Top of Task data

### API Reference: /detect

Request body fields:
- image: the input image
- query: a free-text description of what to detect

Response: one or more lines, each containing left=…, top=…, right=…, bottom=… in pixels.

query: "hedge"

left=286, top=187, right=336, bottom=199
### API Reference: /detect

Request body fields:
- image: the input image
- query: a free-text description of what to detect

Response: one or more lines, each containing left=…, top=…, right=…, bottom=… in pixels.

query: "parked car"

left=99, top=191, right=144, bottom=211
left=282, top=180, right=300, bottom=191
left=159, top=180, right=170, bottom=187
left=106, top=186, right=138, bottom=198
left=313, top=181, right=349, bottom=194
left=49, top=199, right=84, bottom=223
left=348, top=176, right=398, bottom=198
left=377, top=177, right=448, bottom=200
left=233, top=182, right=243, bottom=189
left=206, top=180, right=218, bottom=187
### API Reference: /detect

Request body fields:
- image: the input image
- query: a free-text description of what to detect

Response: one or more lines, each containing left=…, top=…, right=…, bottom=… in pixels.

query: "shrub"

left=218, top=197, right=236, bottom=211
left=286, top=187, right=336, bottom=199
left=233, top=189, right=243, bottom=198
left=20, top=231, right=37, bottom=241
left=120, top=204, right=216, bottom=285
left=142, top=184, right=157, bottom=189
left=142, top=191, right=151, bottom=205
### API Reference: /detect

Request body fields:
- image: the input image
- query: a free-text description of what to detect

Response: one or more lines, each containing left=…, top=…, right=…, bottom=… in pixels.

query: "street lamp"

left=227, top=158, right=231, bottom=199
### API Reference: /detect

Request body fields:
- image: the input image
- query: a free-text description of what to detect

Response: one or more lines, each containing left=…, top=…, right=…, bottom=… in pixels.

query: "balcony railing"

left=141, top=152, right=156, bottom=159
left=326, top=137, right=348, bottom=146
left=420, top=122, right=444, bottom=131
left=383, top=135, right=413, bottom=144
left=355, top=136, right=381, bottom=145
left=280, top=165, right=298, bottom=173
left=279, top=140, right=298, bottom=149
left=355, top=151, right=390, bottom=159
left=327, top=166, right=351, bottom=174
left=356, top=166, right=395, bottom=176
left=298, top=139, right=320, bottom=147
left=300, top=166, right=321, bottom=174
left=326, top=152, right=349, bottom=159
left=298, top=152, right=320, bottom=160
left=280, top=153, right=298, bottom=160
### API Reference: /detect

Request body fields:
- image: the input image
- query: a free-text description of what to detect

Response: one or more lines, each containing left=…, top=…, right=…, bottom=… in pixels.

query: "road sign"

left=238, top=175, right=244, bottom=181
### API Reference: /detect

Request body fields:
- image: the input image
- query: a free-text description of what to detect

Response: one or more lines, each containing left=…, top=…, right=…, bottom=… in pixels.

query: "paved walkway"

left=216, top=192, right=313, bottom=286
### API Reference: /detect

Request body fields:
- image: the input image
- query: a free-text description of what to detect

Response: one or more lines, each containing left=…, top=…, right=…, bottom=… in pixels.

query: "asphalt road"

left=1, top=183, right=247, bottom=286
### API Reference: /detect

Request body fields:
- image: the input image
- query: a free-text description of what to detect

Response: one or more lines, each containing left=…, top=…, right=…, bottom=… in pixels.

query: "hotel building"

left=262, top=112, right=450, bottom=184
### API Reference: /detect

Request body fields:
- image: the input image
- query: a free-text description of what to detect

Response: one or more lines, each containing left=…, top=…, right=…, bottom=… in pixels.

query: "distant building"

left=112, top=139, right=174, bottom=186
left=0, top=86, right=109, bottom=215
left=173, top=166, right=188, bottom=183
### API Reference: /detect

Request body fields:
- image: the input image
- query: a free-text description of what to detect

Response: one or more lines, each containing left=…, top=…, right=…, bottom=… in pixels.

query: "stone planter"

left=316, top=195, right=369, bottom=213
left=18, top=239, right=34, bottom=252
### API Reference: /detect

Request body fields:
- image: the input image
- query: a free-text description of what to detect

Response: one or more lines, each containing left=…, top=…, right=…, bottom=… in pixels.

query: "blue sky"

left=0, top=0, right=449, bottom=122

Bottom of Task data

[Required work] Quote every line of the data, word for word.

[Answer for the task]
### API Reference: /detect

Request body fields:
- image: the input image
- query: a free-text description of what to detect

Response: one or more lines, each containing left=…, top=…, right=…, bottom=… in pixels.

query: "hedge"

left=286, top=187, right=336, bottom=199
### API Reference: /detect

Request body fields:
- image: the input image
- query: a free-text description of what to detect

Response: one or more lines, each containing left=…, top=…, right=…, bottom=… in pixels.

query: "parked car"

left=99, top=191, right=144, bottom=211
left=282, top=180, right=300, bottom=191
left=159, top=180, right=170, bottom=187
left=106, top=186, right=138, bottom=198
left=313, top=181, right=349, bottom=194
left=49, top=199, right=84, bottom=223
left=348, top=176, right=398, bottom=198
left=377, top=177, right=448, bottom=200
left=233, top=182, right=243, bottom=189
left=206, top=180, right=218, bottom=187
### API Reference: /detect

Request body fields:
- image: the input image
- query: a free-text description of what to detect

Response: one or more lines, each containing left=…, top=…, right=…, bottom=… in pixels.

query: "shrub"

left=218, top=197, right=236, bottom=211
left=286, top=187, right=336, bottom=199
left=233, top=189, right=243, bottom=198
left=20, top=231, right=37, bottom=241
left=120, top=204, right=216, bottom=285
left=142, top=184, right=157, bottom=189
left=142, top=191, right=151, bottom=205
### API Reference: /detect

Request body fields:
- image: the input image
- query: a free-text description of what to detect

Response: one or more lines, each containing left=…, top=…, right=…, bottom=… in pixels.

query: "street lamp"

left=227, top=158, right=231, bottom=199
### API Reference: /detect

Request body fields:
- image: the input image
- query: a free-text description of what to detect

Response: one or more lines, each containing left=…, top=…, right=…, bottom=… in pixels.

query: "balcony railing"

left=141, top=152, right=156, bottom=159
left=326, top=137, right=348, bottom=146
left=420, top=122, right=444, bottom=131
left=383, top=135, right=413, bottom=144
left=355, top=136, right=381, bottom=145
left=280, top=165, right=298, bottom=173
left=279, top=140, right=298, bottom=149
left=355, top=151, right=390, bottom=159
left=327, top=166, right=351, bottom=174
left=356, top=166, right=395, bottom=176
left=298, top=139, right=320, bottom=147
left=300, top=166, right=321, bottom=174
left=326, top=152, right=349, bottom=159
left=298, top=152, right=320, bottom=160
left=280, top=153, right=298, bottom=160
### API Reference: /detect

Request body fields:
- image: the input image
- query: a free-text description of what to detect

Response: one or more lines, each containing left=…, top=…, right=…, bottom=… in pixels.

query: "road sign"

left=238, top=175, right=244, bottom=181
### API Reference: /detect

Request body fields:
- image: the input image
- query: a free-text description of what to detect

Response: one or more lines, each containing left=…, top=…, right=…, bottom=… in pixels.

query: "paved walkway"

left=216, top=192, right=313, bottom=286
### API Reference: /detect

Request body fields:
- image: the input image
- query: a free-text description of what to detect

Response: one or more lines, each containing left=…, top=…, right=…, bottom=… in pixels.

query: "asphalt road"

left=1, top=183, right=247, bottom=286
### API Reference: /detect

Request body fields:
- image: the input image
- query: a free-text description of what to detect

Response: one or more lines, each containing left=…, top=…, right=…, bottom=… in pixels.

query: "hotel building"

left=262, top=112, right=450, bottom=184
### API Reference: /detect

Request body fields:
- image: the input image
- query: a free-text description of what to detect

Response: one or more lines, each containing left=…, top=…, right=…, bottom=… in pixels.

query: "distant building"

left=112, top=139, right=174, bottom=186
left=0, top=86, right=109, bottom=215
left=173, top=166, right=188, bottom=183
### API Reference: /detect

Request body fields:
- image: the input image
- query: a free-text description of what to detect

Response: one or more lines, each containing left=…, top=…, right=…, bottom=… in pixels.

query: "stone planter"

left=316, top=195, right=369, bottom=213
left=18, top=239, right=34, bottom=252
### API Reference: /detect

Request body fields:
- image: the input image
- query: a free-text description of what to detect

Response: one or more lines, each containing left=…, top=…, right=…, bottom=… in pixels.

query: "blue sky"

left=0, top=0, right=449, bottom=122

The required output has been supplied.